▸ CEL ZADANIA A:
Odpowiedz na pytania do tekstu o Fransie Masereelu:
(i) W jakiej miejscowości urodził się Masereel?
(ii) W jakim charakterze współpracował od 1916 roku z Międzynarodowym Czerwonym Krzyżem w Genewie?
(iii) Jakie tytuły nosiły jego pierwsze cykle drzeworytów?
▸ CEL ZADANIA B: Wyjaśnij na podstawie tekstu o Fransie Masereelu, w jaki sposób artysta nawiązał kontakt z Romainem Rollandem.

▸ TEKST DO PRZECZYTANIA:

W białych rękawiczkach: Frans Masereel

Wszystkie muzea posiadają swoje tajemnice i zakątki, do których wstęp mają tylko nieliczni pracownicy. Jednymi z takich miejsc są magazyny, gdzie niczym w skarbcu przechowywane są dzieła sztuki. Oto kolejna część cyklu „W białych rękawiczkach”, w którym kustosze MNWr prezentują ukryte i niedostępne na co dzień skarby.

Zagorzały pacyfista i jeden z najbardziej inspirujących artystów – Frans Masereel, Flamand urodzony w 1889 roku w Blankenberge, małej miejscowości rybackiej nad Morzem Północnym. Autor nastrojowych obrazów i cieszących się międzynarodowym uznaniem drzeworytów, które przekazują głębokie przesłanie wolności i humanizmu. W roku 1916 rozpoczął współpracę z Międzynarodowym Czerwonym Krzyżem w Genewie jako tłumacz. Nawiązał dzięki temu kontakt z francuskim pisarzem Romainem Rollandem, z którym połączyła go głęboka przyjaźń.

Niemal natychmiast dołączył do pacyfistów skupionych wokół Rollanda i został współzałożycielem pacyfistycnej gazety „La Feuille”. Do roku 1920 niemal codziennie kreślił jeden rysunek tuszem na jego stronę tytułową, piętnując okropności wojny. W tym samym czasie publikował swoje pierwsze cykle drzeworytów, zatytułowane kolejno „Umarli powstać” i „Umarli mówią”.

[Pozycje ze wskazaniami]
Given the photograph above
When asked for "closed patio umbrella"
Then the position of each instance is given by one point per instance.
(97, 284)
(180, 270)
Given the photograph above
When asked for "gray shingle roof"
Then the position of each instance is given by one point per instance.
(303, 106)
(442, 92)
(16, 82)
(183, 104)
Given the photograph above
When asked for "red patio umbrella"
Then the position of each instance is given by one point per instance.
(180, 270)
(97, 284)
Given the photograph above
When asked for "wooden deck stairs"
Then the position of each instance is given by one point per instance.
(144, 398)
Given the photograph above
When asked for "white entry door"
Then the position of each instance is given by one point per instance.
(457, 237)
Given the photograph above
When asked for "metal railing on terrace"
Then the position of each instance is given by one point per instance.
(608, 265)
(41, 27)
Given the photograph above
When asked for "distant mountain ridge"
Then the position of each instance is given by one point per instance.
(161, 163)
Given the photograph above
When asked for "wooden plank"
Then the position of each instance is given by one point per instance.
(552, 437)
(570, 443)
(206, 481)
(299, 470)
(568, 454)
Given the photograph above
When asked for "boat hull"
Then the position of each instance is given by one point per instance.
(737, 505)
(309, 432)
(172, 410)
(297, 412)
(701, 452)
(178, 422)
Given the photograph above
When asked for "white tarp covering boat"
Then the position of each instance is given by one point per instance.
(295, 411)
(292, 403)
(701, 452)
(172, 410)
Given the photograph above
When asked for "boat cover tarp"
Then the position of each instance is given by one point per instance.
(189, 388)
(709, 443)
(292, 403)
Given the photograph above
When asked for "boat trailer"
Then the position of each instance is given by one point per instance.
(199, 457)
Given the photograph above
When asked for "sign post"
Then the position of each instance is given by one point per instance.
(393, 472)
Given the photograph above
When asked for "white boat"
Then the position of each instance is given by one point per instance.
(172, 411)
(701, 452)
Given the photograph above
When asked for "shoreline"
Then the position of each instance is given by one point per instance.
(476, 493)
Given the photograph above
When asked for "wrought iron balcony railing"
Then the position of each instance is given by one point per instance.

▸ OSTATECZNA ODPOWIEDŹ A:
(i) W Blankenberge, małej miejscowości rybackiej nad Morzem Północnym.
(ii) Jako tłumacz.
(iii) „Umarli powstać” i „Umarli mówią”.

▸ OSTATECZNA ODPOWIEDŹ B: W 1916 roku Masereel rozpoczął współpracę z Międzynarodowym Czerwonym Krzyżem w Genewie jako tłumacz. Dzięki temu nawiązał kontakt z Romainem Rollandem, z którym połączyła go potem głęboka przyjaźń.